| TEXT SECTION |
◆ ◆ ◆ ◆
Top 10 of the most important pathogens
Foods that caused 2014 outbreaks

Thematic report on food-borne infectious diseases

Many authorities and institutions from different fields are involved in the monitoring of the food chain. Due to the complexity and the partly different objectives, a comprehensive, joint consideration is absolutely necessary. The 4th report from the series AGES WISSEN AKTUELL, "Food-borne Infectious Diseases", offers this overview. In addition, it describes which causes can lead to contamination of animal foodstuffs with certain pathogens and which measures for a reduction are possible for both producers and consumers.

In Austria, around 8,000 food-borne diseases are recorded each year in the national epidemiological reporting system (EMS). According to the WHO definition, food-borne infectious diseases are "infectious or toxic diseases that can actually or probably be attributed to the consumption of food or water".

A total of over 250 pathogens and toxins are known to cause such diseases. This report is limited to 20 pathogens of importance in Austria (Campylobacter, Clostridium difficile, EHEC/VTEC, Listeria, Salmonella, Shigella, Vibrionen, Yersinia, Noroviruses), Rotaviruses, sapoviruses, hepatitis viruses, Cryptosporidium parvum, Toxoplasma gondii, Cyclospora cayetanensis, Giardia and the toxins Staphyloccus aureus, Bacillus cereus, Clostridium botulinum, Clostridium perfringens). Pathogens that are virtually non-existent in Austria or occur only as travel sickness were not taken into account.

Since 2009, bacterial and viral food infections and poisoning have been reported via the EMS, a comprehensive surveillance system. However, these reporting figures must be considered in a differentiated manner: Numerous factors can lead to an underestimation of the actual number of cases ("underdetection/underreporting"). For salmonella, for example, data are available from Europe-wide basic studies, monitoring and control programmes. The reduction of salmonellosis is an effect of measures taken on the basis of this data. Toxoplasmosis, on the other hand, does not have to be reported, although new scientific findings indicate a connection with food. All these factors must be taken into account when assessing the real public health significance of a disease.
◆ ◆ ◆ ◆
| DATA |
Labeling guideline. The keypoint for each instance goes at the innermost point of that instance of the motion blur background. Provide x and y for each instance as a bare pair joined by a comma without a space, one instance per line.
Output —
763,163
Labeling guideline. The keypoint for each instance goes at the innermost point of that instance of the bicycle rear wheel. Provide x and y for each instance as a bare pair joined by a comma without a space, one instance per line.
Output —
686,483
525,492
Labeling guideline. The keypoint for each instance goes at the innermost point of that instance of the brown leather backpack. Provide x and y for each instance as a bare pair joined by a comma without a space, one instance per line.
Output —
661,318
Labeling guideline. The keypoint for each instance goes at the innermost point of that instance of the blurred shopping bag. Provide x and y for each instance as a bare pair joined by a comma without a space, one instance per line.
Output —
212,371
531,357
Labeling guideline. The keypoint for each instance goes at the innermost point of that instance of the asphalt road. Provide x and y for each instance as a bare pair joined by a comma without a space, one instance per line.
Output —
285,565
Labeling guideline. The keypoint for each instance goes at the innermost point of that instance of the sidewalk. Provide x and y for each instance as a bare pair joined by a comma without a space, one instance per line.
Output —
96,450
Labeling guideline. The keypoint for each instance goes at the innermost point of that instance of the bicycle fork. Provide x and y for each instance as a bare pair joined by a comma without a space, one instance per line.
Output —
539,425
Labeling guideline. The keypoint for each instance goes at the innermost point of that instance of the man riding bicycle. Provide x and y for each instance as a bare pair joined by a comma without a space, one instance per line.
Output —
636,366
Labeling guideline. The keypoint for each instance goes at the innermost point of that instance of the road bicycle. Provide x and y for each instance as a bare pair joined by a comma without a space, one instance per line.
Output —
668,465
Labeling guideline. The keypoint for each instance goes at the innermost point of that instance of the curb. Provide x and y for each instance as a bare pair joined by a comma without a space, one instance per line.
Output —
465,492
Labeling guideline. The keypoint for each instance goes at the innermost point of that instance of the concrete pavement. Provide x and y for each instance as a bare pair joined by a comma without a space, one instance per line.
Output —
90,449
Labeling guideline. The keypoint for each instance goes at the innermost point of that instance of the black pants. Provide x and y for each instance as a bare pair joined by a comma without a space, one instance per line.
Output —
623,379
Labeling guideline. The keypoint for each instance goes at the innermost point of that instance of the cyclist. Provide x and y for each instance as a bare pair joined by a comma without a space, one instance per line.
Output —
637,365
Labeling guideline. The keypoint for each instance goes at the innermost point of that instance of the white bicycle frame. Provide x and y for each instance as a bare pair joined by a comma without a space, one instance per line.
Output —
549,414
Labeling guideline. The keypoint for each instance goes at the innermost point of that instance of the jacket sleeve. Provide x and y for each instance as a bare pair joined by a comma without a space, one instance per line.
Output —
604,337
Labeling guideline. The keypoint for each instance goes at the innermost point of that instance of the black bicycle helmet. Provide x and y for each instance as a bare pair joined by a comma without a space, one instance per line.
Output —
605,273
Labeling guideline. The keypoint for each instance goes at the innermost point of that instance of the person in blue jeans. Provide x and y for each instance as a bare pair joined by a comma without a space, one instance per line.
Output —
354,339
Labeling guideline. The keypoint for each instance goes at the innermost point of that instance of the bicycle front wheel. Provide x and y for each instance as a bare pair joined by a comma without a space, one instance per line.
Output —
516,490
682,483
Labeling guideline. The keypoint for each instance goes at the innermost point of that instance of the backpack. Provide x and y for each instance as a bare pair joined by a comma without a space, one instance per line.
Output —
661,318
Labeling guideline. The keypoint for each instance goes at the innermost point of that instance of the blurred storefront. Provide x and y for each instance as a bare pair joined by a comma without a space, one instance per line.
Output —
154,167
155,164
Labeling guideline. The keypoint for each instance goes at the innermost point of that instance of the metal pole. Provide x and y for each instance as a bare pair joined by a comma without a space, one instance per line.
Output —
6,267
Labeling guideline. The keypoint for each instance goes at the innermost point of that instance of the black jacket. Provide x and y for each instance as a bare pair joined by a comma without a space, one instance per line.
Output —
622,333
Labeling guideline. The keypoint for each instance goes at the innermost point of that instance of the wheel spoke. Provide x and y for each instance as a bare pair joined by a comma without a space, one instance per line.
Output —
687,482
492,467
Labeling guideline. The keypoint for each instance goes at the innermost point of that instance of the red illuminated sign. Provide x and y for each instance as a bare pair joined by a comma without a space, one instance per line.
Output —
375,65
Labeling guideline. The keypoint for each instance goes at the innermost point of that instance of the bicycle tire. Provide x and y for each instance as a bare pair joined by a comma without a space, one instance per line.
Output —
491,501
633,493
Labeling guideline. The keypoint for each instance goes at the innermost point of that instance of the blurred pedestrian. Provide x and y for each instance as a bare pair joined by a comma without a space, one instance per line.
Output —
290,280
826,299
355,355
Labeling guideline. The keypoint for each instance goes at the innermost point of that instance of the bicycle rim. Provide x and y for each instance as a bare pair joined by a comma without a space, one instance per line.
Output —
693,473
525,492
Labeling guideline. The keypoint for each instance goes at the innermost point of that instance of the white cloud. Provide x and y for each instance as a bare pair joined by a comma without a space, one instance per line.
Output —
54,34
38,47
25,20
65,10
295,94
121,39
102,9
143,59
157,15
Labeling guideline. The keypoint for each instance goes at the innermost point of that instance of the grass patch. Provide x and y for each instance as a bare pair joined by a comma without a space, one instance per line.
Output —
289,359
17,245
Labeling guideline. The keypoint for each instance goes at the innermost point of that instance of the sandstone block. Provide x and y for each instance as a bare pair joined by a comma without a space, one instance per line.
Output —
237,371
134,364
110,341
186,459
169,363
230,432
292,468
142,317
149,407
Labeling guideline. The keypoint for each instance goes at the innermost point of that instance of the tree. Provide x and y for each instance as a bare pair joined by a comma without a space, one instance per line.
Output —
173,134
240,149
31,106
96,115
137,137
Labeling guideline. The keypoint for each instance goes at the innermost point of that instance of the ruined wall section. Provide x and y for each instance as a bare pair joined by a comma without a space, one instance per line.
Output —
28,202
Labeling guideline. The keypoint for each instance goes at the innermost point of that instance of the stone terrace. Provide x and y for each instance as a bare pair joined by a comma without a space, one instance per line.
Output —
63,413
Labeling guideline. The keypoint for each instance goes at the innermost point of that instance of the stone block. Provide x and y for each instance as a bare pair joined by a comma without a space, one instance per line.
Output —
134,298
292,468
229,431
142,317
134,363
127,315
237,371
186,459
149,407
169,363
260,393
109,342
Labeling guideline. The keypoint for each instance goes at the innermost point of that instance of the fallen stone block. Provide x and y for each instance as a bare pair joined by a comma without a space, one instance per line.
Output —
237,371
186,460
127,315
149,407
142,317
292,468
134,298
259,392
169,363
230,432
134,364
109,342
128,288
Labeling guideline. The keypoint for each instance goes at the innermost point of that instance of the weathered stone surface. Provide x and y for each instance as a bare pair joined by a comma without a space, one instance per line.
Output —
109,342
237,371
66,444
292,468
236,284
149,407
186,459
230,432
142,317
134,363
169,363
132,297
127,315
◆ ◆ ◆ ◆
| WORK ORDER 1 |
Translate this sentence from the food-borne infectious diseases text into Spanish: "In Austria, around 8,000 food-borne diseases are recorded each year in the national epidemiological reporting system (EMS)."
| WORK ORDER 2 |
Write out the food-borne infectious diseases text word for word, from "Thematic report on" to "producers and consumers.".
| WORK ORDER 3 |
Using the food-borne infectious diseases text, answer each question briefly:
(a) How many pathogens and toxins in total are known to cause such diseases?
(b) Since which year have bacterial and viral food infections and poisoning been reported via the EMS?
(c) What number does the "Food-borne Infectious Diseases" report have in the AGES WISSEN AKTUELL series?
Work only from the food-borne infectious diseases text.

| EXPECTED ANSWER 1 |
En Austria, cada año se registran alrededor de 8.000 enfermedades transmitidas por los alimentos en el sistema nacional de notificación epidemiológica (EMS).

| EXPECTED ANSWER 2 |
Thematic report on food-borne infectious diseases

Many authorities and institutions from different fields are involved in the monitoring of the food chain. Due to the complexity and the partly different objectives, a comprehensive, joint consideration is absolutely necessary. The 4th report from the series AGES WISSEN AKTUELL, "Food-borne Infectious Diseases", offers this overview. In addition, it describes which causes can lead to contamination of animal foodstuffs with certain pathogens and which measures for a reduction are possible for both producers and consumers.

| EXPECTED ANSWER 3 |
(a) Over 250.
(b) 2009.
(c) It is the 4th report.